# Description of the task
Only the lines from the one containing "window and record integer pixel coordinates." through the end of the data below should be copied, each exactly as written and with both ends kept.

--- begin Provided records ---

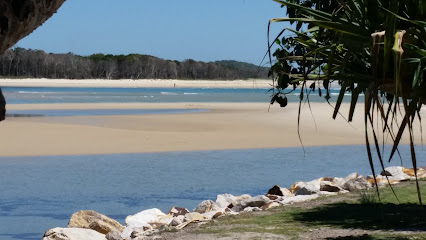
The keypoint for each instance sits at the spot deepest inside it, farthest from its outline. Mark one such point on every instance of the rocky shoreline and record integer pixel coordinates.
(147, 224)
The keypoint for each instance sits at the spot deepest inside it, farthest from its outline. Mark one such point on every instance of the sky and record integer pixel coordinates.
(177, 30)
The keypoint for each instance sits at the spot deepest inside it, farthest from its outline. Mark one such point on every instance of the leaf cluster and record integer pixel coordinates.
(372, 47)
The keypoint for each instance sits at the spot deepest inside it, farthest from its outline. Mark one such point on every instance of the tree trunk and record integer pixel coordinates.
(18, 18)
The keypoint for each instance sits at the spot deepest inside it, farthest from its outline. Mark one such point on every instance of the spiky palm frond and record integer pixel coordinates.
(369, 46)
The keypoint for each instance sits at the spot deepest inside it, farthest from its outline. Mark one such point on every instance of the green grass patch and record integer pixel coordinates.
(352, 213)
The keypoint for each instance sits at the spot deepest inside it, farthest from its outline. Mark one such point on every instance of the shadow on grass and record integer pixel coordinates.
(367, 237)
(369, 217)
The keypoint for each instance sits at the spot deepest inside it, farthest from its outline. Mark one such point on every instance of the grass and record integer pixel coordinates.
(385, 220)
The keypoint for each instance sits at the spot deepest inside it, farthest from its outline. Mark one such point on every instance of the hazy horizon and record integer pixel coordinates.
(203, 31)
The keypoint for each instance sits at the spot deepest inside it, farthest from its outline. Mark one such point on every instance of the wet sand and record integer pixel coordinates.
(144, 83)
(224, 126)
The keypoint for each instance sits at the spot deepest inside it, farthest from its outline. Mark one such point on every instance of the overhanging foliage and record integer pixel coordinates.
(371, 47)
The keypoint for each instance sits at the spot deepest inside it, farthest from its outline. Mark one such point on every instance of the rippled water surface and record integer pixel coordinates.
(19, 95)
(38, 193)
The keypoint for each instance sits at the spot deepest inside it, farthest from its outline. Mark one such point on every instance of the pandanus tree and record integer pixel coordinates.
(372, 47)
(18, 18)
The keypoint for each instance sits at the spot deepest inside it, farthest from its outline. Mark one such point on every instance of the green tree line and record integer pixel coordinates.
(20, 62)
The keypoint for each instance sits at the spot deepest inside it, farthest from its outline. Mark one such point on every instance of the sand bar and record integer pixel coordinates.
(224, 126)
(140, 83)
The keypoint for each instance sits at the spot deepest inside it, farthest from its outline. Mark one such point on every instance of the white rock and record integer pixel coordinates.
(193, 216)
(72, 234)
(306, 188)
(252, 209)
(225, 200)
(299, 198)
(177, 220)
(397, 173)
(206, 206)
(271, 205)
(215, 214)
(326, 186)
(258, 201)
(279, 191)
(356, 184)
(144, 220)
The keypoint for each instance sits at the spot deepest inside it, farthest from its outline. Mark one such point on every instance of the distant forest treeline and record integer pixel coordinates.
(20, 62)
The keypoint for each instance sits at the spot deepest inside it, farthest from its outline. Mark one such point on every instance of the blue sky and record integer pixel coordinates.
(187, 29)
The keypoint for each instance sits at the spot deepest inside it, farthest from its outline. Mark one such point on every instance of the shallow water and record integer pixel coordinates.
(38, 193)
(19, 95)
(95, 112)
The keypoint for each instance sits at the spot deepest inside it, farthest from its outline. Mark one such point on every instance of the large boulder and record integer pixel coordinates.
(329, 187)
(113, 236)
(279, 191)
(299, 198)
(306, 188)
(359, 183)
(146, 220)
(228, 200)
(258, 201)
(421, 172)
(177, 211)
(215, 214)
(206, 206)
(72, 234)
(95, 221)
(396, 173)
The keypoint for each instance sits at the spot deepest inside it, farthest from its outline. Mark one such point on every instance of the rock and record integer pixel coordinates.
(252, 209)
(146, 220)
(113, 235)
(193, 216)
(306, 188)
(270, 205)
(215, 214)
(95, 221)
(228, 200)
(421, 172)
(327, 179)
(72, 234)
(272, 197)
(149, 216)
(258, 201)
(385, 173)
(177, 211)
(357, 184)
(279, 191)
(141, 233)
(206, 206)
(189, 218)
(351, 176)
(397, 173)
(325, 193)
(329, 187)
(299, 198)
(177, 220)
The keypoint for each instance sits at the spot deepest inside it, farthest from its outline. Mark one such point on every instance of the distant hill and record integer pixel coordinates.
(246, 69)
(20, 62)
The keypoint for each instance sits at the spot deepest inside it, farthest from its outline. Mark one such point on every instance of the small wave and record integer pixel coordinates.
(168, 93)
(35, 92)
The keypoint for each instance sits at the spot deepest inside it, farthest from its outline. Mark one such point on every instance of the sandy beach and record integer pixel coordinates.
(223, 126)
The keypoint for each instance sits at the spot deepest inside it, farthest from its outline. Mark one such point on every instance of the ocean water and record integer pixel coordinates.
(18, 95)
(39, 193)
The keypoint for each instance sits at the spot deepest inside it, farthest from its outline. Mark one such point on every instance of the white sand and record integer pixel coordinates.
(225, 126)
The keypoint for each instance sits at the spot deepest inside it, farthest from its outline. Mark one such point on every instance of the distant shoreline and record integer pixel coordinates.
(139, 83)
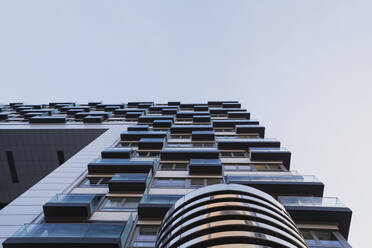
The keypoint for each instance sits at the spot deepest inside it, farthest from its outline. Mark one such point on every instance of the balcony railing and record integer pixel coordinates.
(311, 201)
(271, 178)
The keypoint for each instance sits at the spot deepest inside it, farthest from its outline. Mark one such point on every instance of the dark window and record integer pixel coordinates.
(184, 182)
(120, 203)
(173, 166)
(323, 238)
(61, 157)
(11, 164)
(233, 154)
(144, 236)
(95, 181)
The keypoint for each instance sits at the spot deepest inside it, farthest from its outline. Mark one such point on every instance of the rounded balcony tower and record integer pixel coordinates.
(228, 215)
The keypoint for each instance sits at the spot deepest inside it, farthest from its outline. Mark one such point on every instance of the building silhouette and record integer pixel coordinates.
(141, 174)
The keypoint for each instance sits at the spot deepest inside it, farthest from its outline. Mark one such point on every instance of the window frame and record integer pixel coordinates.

--- end Provided records ---

# Exercise result
The keypoint for each instance sits at the spot deepest inside it, farthest from its outline. Mark one such point on every instance of the dark window and record integer pixel coordinates.
(184, 182)
(120, 203)
(173, 166)
(323, 238)
(61, 157)
(11, 164)
(233, 154)
(144, 236)
(95, 181)
The keypoint for each instance sits at the spot deepest inside it, farthest from its outline. Mark one such point on every instance of the rounded balcony tower and record integer pixel coordinates.
(228, 215)
The keypoint for each instance sits at the spot deepest inside it, farthest from its outline. Mark one such point on every instance of the building silhouette and record integer pixel coordinates.
(141, 174)
The keypoint for each instance sits at the spot deepest inside it, farthest from its outline. Mark one such point on every instance of the window frame and record integer pixel coordinates.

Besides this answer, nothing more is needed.